Instructions to follow:
The answer must be an exact transcription of all the records below.

===== Supplied material

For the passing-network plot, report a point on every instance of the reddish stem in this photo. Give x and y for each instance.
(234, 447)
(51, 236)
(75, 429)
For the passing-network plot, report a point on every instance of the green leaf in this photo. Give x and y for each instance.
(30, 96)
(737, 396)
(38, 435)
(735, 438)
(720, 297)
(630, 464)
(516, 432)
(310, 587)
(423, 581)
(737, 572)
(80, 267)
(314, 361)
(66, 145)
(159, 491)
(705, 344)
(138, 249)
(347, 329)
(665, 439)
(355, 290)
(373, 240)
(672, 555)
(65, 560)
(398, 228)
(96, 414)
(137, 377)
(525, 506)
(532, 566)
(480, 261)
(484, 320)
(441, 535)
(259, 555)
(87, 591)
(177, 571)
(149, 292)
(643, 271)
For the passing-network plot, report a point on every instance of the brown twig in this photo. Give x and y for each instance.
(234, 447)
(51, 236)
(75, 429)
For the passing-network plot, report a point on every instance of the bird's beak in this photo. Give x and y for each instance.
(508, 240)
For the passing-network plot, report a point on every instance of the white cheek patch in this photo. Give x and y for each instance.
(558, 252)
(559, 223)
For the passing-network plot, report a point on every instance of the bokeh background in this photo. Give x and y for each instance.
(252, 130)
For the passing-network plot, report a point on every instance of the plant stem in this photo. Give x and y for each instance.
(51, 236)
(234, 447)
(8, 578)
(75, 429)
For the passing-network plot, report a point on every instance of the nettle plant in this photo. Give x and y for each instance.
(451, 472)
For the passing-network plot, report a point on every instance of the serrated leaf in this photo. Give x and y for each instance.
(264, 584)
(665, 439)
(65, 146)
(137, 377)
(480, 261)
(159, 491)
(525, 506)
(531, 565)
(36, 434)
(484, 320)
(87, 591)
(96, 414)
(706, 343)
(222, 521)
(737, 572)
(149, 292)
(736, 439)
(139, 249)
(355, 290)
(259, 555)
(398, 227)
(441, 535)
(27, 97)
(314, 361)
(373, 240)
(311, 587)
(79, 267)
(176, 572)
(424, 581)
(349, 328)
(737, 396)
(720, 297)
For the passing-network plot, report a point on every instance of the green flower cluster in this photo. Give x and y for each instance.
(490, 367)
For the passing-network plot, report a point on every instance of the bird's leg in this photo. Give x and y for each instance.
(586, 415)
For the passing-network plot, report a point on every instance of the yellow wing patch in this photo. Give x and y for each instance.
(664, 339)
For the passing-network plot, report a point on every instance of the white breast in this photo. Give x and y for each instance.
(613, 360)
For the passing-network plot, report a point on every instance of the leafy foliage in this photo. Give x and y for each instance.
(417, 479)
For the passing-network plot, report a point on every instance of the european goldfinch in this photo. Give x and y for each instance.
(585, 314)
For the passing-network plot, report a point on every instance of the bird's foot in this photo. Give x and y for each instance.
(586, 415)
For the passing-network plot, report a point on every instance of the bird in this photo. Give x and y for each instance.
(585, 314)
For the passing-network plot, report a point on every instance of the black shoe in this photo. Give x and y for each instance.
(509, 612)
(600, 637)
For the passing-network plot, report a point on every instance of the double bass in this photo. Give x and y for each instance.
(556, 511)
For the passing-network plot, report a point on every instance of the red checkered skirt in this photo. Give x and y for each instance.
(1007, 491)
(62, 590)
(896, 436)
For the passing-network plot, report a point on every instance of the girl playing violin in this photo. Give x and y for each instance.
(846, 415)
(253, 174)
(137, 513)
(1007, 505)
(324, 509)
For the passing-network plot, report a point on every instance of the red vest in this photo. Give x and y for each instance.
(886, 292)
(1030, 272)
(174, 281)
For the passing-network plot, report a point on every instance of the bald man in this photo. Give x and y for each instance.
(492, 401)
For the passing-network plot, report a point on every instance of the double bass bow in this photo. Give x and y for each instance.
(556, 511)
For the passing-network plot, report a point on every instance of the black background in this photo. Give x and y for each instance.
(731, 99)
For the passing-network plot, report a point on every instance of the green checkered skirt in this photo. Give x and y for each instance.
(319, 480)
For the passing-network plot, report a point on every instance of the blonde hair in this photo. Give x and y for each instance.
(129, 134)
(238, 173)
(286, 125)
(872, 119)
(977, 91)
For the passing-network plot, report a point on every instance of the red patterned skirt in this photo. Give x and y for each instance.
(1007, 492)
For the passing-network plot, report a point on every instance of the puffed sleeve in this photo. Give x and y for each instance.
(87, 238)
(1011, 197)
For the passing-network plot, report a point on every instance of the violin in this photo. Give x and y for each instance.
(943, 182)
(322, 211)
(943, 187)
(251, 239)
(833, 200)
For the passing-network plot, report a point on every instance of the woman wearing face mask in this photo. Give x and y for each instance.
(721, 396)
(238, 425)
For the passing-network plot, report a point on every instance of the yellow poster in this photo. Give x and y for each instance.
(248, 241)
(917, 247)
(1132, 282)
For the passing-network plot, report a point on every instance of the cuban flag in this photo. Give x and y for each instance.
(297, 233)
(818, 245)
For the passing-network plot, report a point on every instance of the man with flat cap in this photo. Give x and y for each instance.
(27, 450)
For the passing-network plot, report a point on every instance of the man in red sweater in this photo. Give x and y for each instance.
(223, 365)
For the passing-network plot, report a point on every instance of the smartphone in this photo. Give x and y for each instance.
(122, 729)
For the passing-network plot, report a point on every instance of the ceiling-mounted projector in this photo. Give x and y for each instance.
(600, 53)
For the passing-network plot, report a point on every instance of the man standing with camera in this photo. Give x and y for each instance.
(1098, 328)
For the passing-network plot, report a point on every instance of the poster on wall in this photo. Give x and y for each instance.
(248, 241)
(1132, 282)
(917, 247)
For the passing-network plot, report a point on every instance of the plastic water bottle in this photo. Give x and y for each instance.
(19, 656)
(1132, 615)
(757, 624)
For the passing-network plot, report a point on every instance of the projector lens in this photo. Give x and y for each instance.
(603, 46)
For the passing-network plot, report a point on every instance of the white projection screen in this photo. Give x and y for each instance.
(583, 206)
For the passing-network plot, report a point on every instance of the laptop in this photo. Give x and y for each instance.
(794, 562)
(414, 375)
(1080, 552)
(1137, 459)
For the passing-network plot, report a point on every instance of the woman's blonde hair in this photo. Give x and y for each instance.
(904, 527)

==========

Answer below:
For the passing-network plot, report a point on every instance of the reddish stem in this photo. Give x and y for each instance.
(234, 447)
(51, 236)
(75, 429)
For the passing-network plot, report a point on every instance of the green leaf in this photo. Give x and y for each instance.
(30, 96)
(737, 396)
(38, 435)
(735, 438)
(720, 297)
(630, 464)
(516, 432)
(310, 587)
(423, 581)
(737, 572)
(80, 267)
(314, 361)
(66, 145)
(159, 491)
(705, 344)
(138, 249)
(347, 329)
(665, 439)
(355, 290)
(373, 240)
(672, 555)
(65, 560)
(398, 228)
(96, 414)
(137, 377)
(525, 506)
(532, 566)
(480, 261)
(484, 320)
(441, 535)
(259, 555)
(87, 591)
(177, 571)
(149, 292)
(643, 271)
For the passing-network plot, report a point on every instance of the brown twig in this photo. Give x and y for each instance.
(234, 447)
(51, 236)
(75, 429)
For the passing-network plot, report a point on every instance of the bird's beak in this photo. Give x and y for each instance.
(508, 240)
For the passing-network plot, report a point on every instance of the white cheek patch in this photo. Give x and y for each instance.
(558, 252)
(559, 223)
For the passing-network plot, report a point on every instance of the bokeh background in this photo. Give x and y for each instance.
(252, 130)
For the passing-network plot, report a point on every instance of the plant stem in this photo. Give x and y for each instance.
(51, 236)
(234, 447)
(8, 578)
(75, 429)
For the passing-network plot, report a point on every instance of the nettle plant in this photo. Give x and y for each instance.
(451, 472)
For the passing-network plot, report a point on every instance of the serrated leaf in this photo. Give x and y for each instance.
(264, 584)
(665, 439)
(65, 146)
(137, 377)
(480, 261)
(159, 491)
(525, 506)
(531, 565)
(36, 434)
(484, 320)
(87, 591)
(96, 414)
(706, 343)
(222, 521)
(737, 572)
(149, 292)
(736, 439)
(139, 249)
(355, 290)
(259, 555)
(398, 227)
(441, 535)
(27, 97)
(314, 361)
(373, 240)
(311, 587)
(79, 267)
(176, 572)
(424, 581)
(349, 328)
(737, 396)
(720, 297)
For the passing-network plot, report a point on every instance of the green flower cluster in this photo. Give x and y for each instance.
(490, 367)
For the passing-network plot, report a point on every instance of the bird's leg in this photo. Give x and y for each instance.
(586, 415)
For the passing-network plot, report a point on every instance of the yellow wing patch in this photo. Give x and y for each instance.
(664, 339)
For the passing-network plot, report a point on every instance of the white breast in this photo. Give x and y for each instance.
(613, 360)
For the passing-network plot, report a point on every instance of the leafy foliage in this photo. Give x and y for each instance.
(417, 479)
For the passing-network plot, report a point on every instance of the european goldfinch in this photo. Give x and y for each instance.
(585, 314)
For the passing-network plot, report a point on every instance of the bird's foot in this photo. Give x and y for each instance.
(586, 415)
For the passing-network plot, report a point on every instance of the bird in this photo. Give x and y for each instance.
(585, 314)
For the passing-network plot, report a point on every instance of the black shoe in this photo. Give x and y for each instance.
(509, 612)
(600, 637)
For the passing-network plot, report a point on every instance of the double bass in this photo. Give x and y for each instance.
(556, 511)
For the passing-network plot, report a point on every instance of the red checkered skirt in this photo. Give x and y for each instance.
(1007, 491)
(62, 590)
(896, 436)
For the passing-network plot, report a point on every instance of the girl playing violin in this photo. Give x and y for each instance.
(846, 415)
(253, 174)
(137, 513)
(1007, 505)
(324, 509)
For the passing-network plot, report a point on every instance of the red vest in this photo. Give x and y for each instance.
(886, 292)
(1030, 272)
(174, 281)
For the passing-network plot, report a point on every instance of the bald man in this photo. Give x and y for each instance.
(492, 401)
For the passing-network plot, report a point on every instance of the double bass bow in this photo. Give x and y for each instance.
(556, 511)
For the passing-network plot, report a point on every instance of the black background in this photo. Give x and y for each instance.
(731, 99)
For the passing-network plot, report a point on every instance of the green checkered skirt in this photo. Give x and y for each instance.
(319, 480)
For the passing-network plot, report a point on every instance of the blonde hair in this photo. Give x and y for each instance.
(129, 134)
(238, 173)
(286, 125)
(872, 119)
(977, 91)
For the passing-network plot, report a point on every instance of the red patterned skirt in this photo. Give x and y for each instance.
(1007, 492)
For the passing-network plot, report a point on every instance of the puffed sleeve in this photo. Give x and y for each instance.
(87, 238)
(1011, 197)
For the passing-network plot, report a point on every instance of the violin in this photo. Give x and y for each instance.
(943, 182)
(322, 211)
(943, 187)
(251, 239)
(833, 200)
For the passing-network plot, report a point on every instance of the woman wearing face mask in this photo. Give x and y for each instance.
(721, 396)
(238, 425)
For the passing-network plot, report a point on every instance of the yellow poster in this photo. Give x and y for each instance.
(248, 241)
(917, 247)
(1132, 282)
For the passing-network plot, report a point on every instance of the cuban flag in this photo. Give x and y for each instance.
(297, 233)
(818, 245)
For the passing-network plot, report a point on every instance of the man with flat cap in this photo. Give x and y for each instance.
(27, 450)
For the passing-network plot, report a point on every instance of the man in red sweater in this photo. Give x and y for each instance.
(223, 365)
For the passing-network plot, report a point on every instance of the smartphone in this photo. Give x and y for each instance.
(122, 729)
For the passing-network plot, report a point on every instance of the ceiling-mounted projector in this photo. Give x and y for each instance.
(600, 53)
For the passing-network plot, report a point on every instance of the man standing with camera in this photo. Give x and y for each instance.
(1098, 328)
For the passing-network plot, report a point on every instance of the poster on wall in this photo. Give x and y for each instance.
(248, 241)
(1132, 282)
(917, 247)
For the passing-network plot, report a point on every instance of the plastic water bottle in this photo. Give x and y for each instance.
(19, 656)
(1132, 615)
(757, 624)
For the passing-network plot, report a point on every instance of the projector lens in this photo. Give x and y for each instance.
(603, 46)
For the passing-network plot, report a point on every instance of the white projection screen in this photo. Give x and y for each instance.
(583, 206)
For the passing-network plot, report a point on every instance of the laptop in this photo. Give x and y for each instance.
(794, 562)
(414, 375)
(1080, 552)
(1137, 459)
For the passing-network plot, report a point on every instance of the woman's blonde hair in this photo. Give x and y for each instance.
(904, 527)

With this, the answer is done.